For instance, the sounds associated with each person in a crowd to
the left of the listener may be considered of a lower individual
perceptual relevance relative to identical sounds associated with a
single person to the right of the listener.
[0034] It is therefore apparent that the perceptual relevance of a
sound may be determined in dependence upon any number of suitable
factors; and that the perceptual relevance may be a suitable metric
for use in determining which sounds in a mix should be omitted when
the number of sounds is too large for correct reproduction.
[0035] FIG. 1 schematically illustrates an audio reproduction
method based upon sound prioritisation. Of course, steps of this
method could be implemented by different processing devices and at
substantially different times--for example, the reproduction may
not be performed at the time of the prioritisation.
[0036] At a step 100, sounds are obtained. For example, these
sounds may be associated with a virtual environment, and may be
computer generated sounds or sounds that have been captured from
real-world sound sources. The sounds may be obtained in any
suitable format or structure.
[0037] For example, each of the sounds associated with a particular
piece of content may be provided. Alternatively, sounds associated
with a particular time frame (such as a movie scene or other
portion of the content) may be provided--or the sounds may be
provided with one or more time stamps identifying when they would
be output. Similarly, each of the sounds associated with a sound
source may be provided, or the sounds from the same source may be
considered independently of one another.
[0038] The sounds may be associated with information identifying
any other information that may be of use; for example, information
identifying where in the virtual scene the sound source is located
may be provided, and/or information identifying the sound
source/the context in which the sound is provided.

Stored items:

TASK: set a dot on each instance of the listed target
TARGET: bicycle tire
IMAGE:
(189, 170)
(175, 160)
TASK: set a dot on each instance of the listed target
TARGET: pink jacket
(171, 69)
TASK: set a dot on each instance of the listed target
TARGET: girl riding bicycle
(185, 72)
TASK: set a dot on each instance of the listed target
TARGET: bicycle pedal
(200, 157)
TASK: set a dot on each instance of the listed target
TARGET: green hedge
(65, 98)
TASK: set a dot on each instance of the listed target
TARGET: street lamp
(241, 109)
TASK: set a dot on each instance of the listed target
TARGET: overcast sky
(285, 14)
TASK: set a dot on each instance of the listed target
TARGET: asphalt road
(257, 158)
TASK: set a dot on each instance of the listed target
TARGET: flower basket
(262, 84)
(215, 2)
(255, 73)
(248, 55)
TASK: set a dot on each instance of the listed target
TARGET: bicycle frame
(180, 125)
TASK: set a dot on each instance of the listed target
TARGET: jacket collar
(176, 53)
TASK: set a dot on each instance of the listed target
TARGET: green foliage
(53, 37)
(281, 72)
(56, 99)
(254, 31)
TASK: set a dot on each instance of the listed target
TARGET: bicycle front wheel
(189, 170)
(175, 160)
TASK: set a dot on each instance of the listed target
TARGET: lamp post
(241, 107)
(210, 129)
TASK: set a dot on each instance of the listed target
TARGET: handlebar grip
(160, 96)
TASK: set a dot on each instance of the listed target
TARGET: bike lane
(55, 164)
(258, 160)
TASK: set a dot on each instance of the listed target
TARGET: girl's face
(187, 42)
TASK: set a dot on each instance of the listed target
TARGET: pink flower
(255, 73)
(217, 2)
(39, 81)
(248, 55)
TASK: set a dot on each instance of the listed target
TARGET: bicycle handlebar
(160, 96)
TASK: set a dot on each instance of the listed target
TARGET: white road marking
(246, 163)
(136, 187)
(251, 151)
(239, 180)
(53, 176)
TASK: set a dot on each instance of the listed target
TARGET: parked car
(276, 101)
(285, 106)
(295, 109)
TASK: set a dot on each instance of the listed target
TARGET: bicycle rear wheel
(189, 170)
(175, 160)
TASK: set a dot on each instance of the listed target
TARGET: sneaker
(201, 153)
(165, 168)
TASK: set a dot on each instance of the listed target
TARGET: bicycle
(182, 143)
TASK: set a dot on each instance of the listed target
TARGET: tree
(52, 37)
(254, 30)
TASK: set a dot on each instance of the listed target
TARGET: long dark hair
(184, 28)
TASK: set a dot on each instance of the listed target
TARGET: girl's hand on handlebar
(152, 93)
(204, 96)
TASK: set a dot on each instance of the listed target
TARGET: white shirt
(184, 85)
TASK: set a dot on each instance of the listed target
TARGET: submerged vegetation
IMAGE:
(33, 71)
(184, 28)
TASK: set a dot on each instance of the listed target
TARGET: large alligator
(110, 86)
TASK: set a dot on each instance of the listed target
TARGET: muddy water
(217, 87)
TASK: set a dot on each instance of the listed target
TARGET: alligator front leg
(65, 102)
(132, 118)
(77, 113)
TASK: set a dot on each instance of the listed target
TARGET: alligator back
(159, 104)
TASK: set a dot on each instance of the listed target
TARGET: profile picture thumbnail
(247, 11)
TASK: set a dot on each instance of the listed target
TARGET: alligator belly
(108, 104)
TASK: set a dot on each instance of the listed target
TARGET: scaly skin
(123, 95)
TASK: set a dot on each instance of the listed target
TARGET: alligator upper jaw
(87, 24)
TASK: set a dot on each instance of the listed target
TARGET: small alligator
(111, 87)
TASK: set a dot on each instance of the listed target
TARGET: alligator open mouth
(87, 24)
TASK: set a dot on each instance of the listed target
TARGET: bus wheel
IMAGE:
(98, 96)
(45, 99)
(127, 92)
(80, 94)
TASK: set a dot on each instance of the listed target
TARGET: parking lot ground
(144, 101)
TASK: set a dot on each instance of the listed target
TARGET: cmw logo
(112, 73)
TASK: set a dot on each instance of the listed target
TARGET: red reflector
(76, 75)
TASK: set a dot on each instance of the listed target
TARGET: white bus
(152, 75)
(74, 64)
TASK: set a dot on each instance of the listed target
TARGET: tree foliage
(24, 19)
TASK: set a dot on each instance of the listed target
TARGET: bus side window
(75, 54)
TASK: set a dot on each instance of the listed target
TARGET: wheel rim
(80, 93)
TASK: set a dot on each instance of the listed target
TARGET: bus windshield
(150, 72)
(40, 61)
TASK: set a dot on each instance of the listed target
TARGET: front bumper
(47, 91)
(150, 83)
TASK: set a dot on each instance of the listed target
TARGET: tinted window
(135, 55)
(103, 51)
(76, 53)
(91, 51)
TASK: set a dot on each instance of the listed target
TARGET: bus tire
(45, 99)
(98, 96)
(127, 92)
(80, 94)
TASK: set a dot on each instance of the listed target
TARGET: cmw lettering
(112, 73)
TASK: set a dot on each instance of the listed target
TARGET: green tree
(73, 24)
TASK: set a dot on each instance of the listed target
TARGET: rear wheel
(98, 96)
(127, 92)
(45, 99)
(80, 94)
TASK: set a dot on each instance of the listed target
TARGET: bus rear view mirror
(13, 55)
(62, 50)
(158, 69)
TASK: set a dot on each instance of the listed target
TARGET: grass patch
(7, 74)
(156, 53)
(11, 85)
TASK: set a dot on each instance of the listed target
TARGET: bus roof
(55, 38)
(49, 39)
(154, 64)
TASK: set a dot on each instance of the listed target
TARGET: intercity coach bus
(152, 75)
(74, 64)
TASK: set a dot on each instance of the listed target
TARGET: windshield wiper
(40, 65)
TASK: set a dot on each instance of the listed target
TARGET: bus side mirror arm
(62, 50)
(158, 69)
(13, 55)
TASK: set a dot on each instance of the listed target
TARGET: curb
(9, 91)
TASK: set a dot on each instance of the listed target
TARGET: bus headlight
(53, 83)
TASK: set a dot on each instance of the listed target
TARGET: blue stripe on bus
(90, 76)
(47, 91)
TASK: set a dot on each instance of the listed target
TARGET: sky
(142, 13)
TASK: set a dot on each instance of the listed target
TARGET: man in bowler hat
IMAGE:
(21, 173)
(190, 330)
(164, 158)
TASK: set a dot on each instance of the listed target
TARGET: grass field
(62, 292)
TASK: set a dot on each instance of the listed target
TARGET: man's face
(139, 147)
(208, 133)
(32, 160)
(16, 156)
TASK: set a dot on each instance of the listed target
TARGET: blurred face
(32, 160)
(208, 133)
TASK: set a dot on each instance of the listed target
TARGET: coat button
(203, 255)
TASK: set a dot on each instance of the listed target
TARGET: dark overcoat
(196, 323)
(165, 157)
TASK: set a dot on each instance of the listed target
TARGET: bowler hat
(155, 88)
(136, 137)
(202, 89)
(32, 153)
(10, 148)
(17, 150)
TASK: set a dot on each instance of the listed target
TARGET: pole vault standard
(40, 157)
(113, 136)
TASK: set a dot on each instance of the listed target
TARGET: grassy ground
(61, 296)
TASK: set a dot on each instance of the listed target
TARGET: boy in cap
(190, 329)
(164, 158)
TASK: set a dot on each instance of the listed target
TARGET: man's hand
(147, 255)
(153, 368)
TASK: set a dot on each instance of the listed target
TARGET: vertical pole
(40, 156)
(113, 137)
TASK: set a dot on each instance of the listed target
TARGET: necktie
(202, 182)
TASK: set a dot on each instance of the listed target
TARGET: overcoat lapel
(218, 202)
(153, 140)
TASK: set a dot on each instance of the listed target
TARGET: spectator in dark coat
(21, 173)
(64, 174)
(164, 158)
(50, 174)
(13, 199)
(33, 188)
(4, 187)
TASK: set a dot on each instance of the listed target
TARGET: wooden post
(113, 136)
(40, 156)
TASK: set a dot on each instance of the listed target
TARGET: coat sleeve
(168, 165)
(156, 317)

> _PROBLEMS_:
(a) Reproduce the passage on sound prioritization in full, word for word.
(b) Pick out every line in the records that contains the string "bowler", and copy each one. Letter case counts when matching.

> _PER-TASK ANSWERS_:
(a)
For instance, the sounds associated with each person in a crowd to
the left of the listener may be considered of a lower individual
perceptual relevance relative to identical sounds associated with a
single person to the right of the listener.
[0034] It is therefore apparent that the perceptual relevance of a
sound may be determined in dependence upon any number of suitable
factors; and that the perceptual relevance may be a suitable metric
for use in determining which sounds in a mix should be omitted when
the number of sounds is too large for correct reproduction.
[0035] FIG. 1 schematically illustrates an audio reproduction
method based upon sound prioritisation. Of course, steps of this
method could be implemented by different processing devices and at
substantially different times--for example, the reproduction may
not be performed at the time of the prioritisation.
[0036] At a step 100, sounds are obtained. For example, these
sounds may be associated with a virtual environment, and may be
computer generated sounds or sounds that have been captured from
real-world sound sources. The sounds may be obtained in any
suitable format or structure.
[0037] For example, each of the sounds associated with a particular
piece of content may be provided. Alternatively, sounds associated
with a particular time frame (such as a movie scene or other
portion of the content) may be provided--or the sounds may be
provided with one or more time stamps identifying when they would
be output. Similarly, each of the sounds associated with a sound
source may be provided, or the sounds from the same source may be
considered independently of one another.
[0038] The sounds may be associated with information identifying
any other information that may be of use; for example, information
identifying where in the virtual scene the sound source is located
may be provided, and/or information identifying the sound
source/the context in which the sound is provided.

(b)
TARGET: man in bowler hat
TARGET: bowler hat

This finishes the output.